SET PROBLEM → Count the lines in the entries below that contain the word "wave", and give only that number.

----- SUPPLIED DATA

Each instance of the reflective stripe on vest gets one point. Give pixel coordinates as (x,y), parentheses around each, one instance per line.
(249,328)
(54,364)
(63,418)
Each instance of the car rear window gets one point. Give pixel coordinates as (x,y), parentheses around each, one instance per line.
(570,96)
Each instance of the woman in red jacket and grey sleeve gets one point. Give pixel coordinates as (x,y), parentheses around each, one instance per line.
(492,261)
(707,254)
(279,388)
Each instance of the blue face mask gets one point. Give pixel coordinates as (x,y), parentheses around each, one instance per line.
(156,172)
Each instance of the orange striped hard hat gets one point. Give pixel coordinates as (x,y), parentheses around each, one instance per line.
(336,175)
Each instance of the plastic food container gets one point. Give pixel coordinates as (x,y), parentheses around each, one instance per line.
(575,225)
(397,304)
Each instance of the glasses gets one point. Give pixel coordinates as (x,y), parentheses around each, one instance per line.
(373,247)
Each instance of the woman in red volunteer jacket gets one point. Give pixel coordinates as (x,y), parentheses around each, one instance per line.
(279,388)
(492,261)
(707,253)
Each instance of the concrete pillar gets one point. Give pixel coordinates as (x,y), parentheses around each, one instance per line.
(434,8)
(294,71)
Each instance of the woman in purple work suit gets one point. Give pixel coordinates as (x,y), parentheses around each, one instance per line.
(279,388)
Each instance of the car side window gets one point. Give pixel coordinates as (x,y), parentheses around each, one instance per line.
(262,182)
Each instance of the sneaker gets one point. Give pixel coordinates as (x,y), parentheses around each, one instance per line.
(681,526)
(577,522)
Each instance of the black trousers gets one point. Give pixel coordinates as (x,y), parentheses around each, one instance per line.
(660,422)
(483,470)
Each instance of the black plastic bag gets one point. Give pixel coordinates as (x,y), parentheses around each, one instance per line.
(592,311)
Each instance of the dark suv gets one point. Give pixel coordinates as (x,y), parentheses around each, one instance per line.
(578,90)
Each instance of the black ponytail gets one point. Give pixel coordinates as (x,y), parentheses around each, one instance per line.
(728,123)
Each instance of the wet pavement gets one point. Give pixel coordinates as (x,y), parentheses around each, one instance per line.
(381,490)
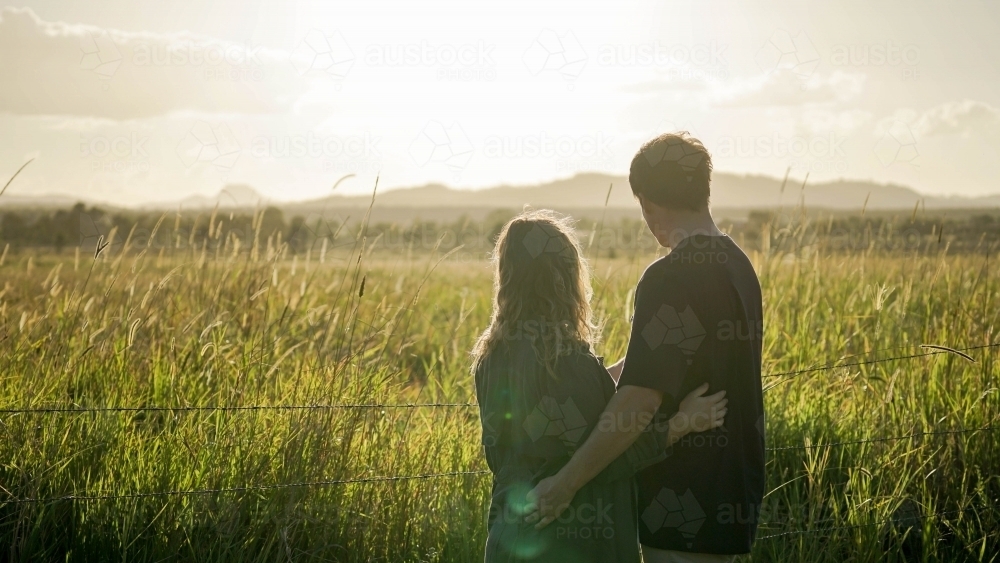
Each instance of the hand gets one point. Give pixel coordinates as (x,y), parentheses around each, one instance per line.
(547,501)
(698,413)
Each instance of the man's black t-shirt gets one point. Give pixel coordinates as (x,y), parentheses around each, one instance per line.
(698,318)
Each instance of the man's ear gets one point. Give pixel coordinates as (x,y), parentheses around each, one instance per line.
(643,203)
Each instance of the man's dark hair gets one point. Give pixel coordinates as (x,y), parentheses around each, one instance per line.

----------
----- SUPPLIED DATA

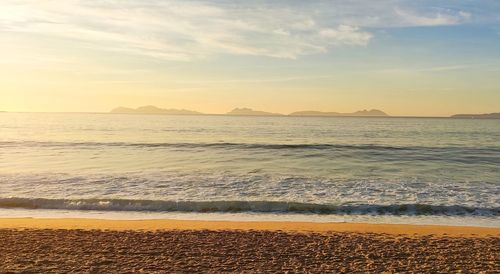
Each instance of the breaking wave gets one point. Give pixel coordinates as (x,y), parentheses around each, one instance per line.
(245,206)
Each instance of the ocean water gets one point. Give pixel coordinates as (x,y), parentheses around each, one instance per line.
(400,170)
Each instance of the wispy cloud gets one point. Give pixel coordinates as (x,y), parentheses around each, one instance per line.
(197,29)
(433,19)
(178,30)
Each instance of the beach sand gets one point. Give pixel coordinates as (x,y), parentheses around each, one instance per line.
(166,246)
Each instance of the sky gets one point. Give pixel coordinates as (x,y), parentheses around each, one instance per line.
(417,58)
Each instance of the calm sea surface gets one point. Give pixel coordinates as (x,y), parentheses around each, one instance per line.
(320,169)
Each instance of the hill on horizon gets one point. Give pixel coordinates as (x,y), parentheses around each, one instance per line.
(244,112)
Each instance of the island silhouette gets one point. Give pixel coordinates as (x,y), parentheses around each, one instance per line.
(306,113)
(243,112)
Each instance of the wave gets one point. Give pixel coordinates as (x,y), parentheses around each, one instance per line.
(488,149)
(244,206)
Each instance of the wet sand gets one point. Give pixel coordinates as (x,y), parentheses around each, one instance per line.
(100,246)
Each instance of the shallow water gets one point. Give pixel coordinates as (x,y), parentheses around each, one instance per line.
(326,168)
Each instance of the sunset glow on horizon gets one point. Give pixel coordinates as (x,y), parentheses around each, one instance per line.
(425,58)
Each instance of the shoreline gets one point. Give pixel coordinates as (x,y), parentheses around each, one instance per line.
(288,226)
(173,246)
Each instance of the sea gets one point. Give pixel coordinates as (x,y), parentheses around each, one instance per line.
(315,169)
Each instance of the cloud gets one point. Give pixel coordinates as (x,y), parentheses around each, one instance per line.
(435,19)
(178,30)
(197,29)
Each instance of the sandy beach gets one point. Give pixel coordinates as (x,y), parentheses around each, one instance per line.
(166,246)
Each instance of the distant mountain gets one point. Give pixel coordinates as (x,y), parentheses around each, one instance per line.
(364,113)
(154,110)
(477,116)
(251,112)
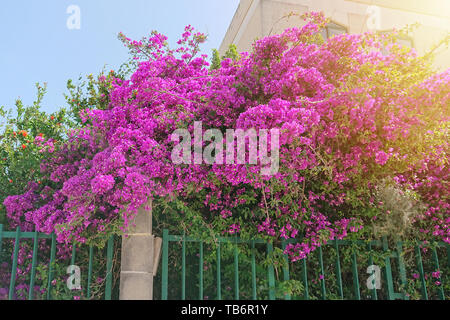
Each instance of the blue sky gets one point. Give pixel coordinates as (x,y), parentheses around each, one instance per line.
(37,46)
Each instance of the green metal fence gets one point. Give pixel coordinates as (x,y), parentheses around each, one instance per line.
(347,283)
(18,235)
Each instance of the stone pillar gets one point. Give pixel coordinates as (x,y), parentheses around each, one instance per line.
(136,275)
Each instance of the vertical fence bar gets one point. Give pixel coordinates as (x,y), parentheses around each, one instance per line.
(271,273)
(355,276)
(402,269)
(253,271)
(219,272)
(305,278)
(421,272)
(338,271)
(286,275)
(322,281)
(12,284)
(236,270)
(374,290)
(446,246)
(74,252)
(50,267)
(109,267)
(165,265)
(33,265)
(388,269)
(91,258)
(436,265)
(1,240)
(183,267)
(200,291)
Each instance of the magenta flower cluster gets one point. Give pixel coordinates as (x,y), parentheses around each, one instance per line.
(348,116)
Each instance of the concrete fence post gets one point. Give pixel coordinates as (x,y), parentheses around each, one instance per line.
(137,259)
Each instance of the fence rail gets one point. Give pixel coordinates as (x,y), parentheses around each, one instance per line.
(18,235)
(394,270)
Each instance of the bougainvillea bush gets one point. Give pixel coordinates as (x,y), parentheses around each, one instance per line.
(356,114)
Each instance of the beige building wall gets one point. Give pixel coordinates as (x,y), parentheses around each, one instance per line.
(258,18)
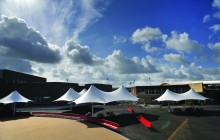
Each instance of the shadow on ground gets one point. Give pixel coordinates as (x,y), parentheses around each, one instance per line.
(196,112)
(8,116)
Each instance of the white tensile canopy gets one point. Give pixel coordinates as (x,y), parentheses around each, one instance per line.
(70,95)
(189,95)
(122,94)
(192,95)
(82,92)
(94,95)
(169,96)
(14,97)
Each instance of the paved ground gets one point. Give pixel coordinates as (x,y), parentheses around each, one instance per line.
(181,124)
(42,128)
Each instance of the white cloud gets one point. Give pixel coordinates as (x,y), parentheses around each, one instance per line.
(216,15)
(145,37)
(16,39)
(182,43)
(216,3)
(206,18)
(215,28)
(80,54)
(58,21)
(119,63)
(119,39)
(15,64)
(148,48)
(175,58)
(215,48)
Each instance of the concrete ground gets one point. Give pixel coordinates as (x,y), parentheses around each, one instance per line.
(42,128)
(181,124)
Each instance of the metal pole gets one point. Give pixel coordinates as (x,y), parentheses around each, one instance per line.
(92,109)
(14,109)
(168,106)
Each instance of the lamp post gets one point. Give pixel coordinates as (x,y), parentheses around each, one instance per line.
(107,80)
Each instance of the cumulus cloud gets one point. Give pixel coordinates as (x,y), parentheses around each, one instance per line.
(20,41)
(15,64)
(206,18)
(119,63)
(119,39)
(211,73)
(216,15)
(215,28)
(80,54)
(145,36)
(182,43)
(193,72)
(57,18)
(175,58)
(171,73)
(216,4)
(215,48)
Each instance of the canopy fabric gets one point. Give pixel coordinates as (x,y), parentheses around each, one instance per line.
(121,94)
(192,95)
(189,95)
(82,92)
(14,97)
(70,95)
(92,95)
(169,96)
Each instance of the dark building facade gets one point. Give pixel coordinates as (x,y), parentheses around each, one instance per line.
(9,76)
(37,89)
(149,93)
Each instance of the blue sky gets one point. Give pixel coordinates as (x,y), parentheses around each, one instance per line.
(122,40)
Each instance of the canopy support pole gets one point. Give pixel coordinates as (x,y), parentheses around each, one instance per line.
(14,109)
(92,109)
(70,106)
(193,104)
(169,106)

----------

FINAL ANSWER → 2